→ Task to complete: Strip the pictures, then copy the remaining data exactly as it stands.

Start of Exercise input

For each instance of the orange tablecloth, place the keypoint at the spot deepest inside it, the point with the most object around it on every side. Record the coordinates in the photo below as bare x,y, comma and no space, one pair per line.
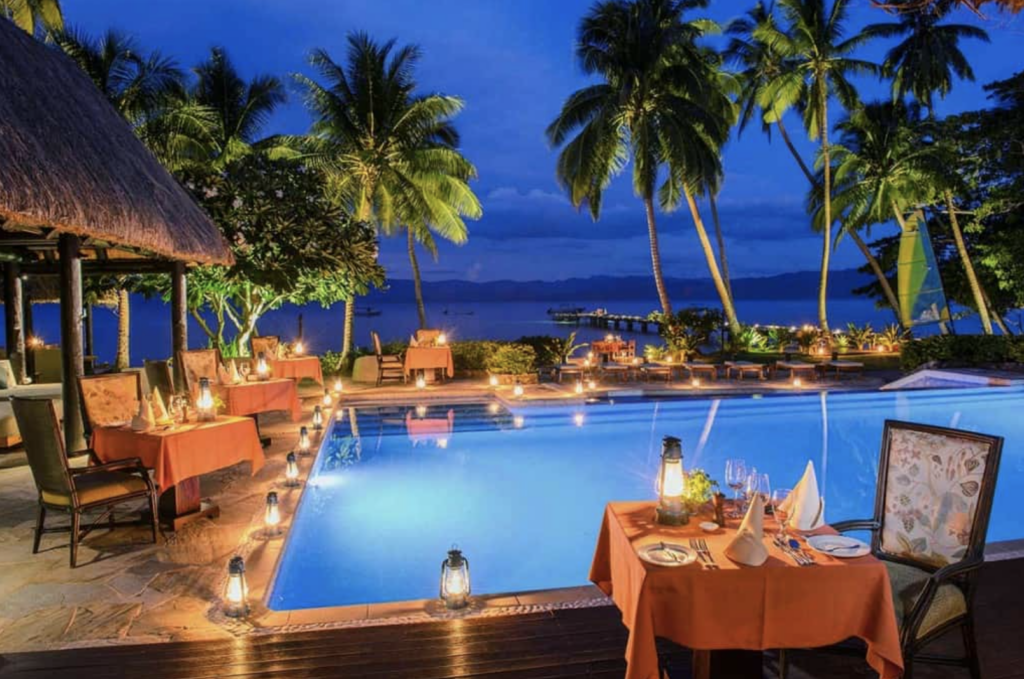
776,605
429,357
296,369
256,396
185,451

End of Exercise input

→ Answer space:
For each instance of the orange tablecloth, place the keypoint at the spot deepest inside it, the point with the most object around it on every side. Record the coordinates in the photo below as bare x,y, comma and no space, one pair per line.
776,605
429,357
296,369
256,396
185,451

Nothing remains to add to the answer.